- _Problem details_
The records below are to be quoted in full; please keep every word exact.
## Start Data provided
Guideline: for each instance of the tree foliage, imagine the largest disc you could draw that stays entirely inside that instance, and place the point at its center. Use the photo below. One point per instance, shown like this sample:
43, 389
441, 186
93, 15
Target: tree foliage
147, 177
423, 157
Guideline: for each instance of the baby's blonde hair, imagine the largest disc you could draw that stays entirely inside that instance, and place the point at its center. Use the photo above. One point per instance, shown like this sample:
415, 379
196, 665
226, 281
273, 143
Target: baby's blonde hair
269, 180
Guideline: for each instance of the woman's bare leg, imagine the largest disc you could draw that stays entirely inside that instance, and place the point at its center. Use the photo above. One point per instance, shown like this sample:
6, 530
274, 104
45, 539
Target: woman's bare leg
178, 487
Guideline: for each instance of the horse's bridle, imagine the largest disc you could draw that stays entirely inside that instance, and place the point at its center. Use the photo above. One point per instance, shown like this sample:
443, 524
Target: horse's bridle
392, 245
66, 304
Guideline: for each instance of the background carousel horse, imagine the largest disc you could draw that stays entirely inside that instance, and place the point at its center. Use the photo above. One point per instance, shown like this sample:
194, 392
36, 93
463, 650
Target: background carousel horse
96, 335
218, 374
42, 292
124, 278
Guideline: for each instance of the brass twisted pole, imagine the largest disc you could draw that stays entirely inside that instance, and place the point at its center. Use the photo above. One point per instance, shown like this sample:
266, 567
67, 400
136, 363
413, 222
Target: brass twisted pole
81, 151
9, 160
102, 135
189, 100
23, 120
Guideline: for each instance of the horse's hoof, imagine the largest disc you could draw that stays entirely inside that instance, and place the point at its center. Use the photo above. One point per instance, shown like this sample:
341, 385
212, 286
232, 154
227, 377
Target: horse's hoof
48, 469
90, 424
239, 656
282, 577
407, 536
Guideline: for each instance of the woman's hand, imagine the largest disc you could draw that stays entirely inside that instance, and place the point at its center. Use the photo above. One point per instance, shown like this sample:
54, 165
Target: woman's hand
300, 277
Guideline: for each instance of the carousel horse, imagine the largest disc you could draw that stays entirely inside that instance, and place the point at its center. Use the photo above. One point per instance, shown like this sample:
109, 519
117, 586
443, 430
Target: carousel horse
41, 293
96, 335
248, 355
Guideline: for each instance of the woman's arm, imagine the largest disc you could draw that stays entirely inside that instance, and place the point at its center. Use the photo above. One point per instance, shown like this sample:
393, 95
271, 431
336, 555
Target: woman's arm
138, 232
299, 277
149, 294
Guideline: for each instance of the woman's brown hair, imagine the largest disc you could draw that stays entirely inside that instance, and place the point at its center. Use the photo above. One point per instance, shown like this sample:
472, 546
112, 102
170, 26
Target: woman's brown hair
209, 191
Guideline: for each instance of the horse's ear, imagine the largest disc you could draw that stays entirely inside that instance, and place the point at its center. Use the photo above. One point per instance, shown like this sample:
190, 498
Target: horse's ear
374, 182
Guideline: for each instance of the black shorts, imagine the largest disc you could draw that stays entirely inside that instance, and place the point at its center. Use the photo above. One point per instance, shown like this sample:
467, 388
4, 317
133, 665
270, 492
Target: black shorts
## End Data provided
- _Written reply_
Guideline: for each instance of the tree foliage, imagine the largest disc you could draw that stays entirely inside that instance, and place the point at its center. Use the photo below. One point per instance, shown like this sample:
43, 389
441, 186
93, 15
Target: tree foliage
147, 177
423, 157
Guideline: for each instance of the baby's blonde hair, imagine the largest disc you could draw that stays entirely inside that instance, and place the point at its center. Use the photo above. One point per instance, shown like this sample:
415, 379
196, 665
226, 281
273, 143
Target: baby's blonde hair
269, 180
Guideline: for each instance of the woman's bare leg, imagine the largest disc you could draw that stays entirely inside that instance, and place the point at its center. Use the photo above. One point per instance, shown like this sample:
6, 530
274, 104
45, 539
Target: woman's bare leg
178, 487
Guideline: for each instance of the horse's bridle, imagine the largest disc you could draw that stays entirely inside that instance, and place the point at its center. Use the photo above. One point per instance, shown like this sample:
443, 524
Target: horse's bridle
392, 245
66, 304
Guideline: for each instance of the background carousel horse, imagine the largest disc you could draw that stays entirely inside that instance, and place the point at its center. Use the photo above. One point per instance, shown like this sample:
194, 392
36, 93
463, 650
Target: background carousel horse
96, 335
218, 374
42, 292
124, 278
Guideline: for each instance of the brass twisted pole, imagine the largest disc you could draw that stays entirely inside that instance, and place the point at its center. Use the photo above. One point per instance, shown like this sample:
266, 567
67, 400
136, 363
413, 222
Target: brass twisted pole
81, 151
9, 160
102, 135
189, 100
23, 120
Guideline: for each instance of the horse's hoof, imagine the largest disc you could draw that stays entirely inside that instance, and place the point at its center. Use the photo above. One point per instance, shown like this sample:
341, 385
212, 286
232, 154
227, 377
Target: horse's hoof
48, 469
90, 424
239, 656
282, 577
407, 536
Guideline: for each instance of the woman's hand, imagine the largest disc you could draw that stays entirely inside that instance, and place the point at its center. Use the photo above. One point per instance, shown like this sample:
54, 165
Target: woman's hand
300, 277
Guideline: for each instance of the carousel horse, imagine the largest disc you could draw that stays entirely inside that instance, and place the point at its center. Use the photo above. One point per instance, shown like this sample:
109, 519
117, 586
443, 430
Target: carousel horse
41, 293
96, 335
248, 355
Guideline: for each instance of the woman's arm, imagine the largest disc you could draw that stays entirely inside that instance, and place the point at its center. Use the photo above. One point per instance, shown like this sample:
393, 95
271, 431
336, 555
Target: woman's arm
138, 232
299, 277
149, 294
Guideline: for each instance of the woman's brown hair, imagine the largest disc you could draw that stays entirely inside that instance, and place the point at its center. Use the photo above. One point per instance, shown like this sample:
472, 546
112, 102
170, 26
Target: woman's brown hair
209, 191
Guideline: for each instance of the horse's ear, imagine the largest disc you could draw that stays entirely inside that instance, and place the point at its center. Use the photo above. One point per instance, shown like this sample:
190, 498
Target: horse's ear
374, 182
Guideline: for each instance of the black shorts, imagine the largest disc you could draw that stays entirely inside that instance, and place the point at its center. Use the photo above. One point per instance, shown like this sample:
467, 388
4, 317
133, 665
270, 492
Target: black shorts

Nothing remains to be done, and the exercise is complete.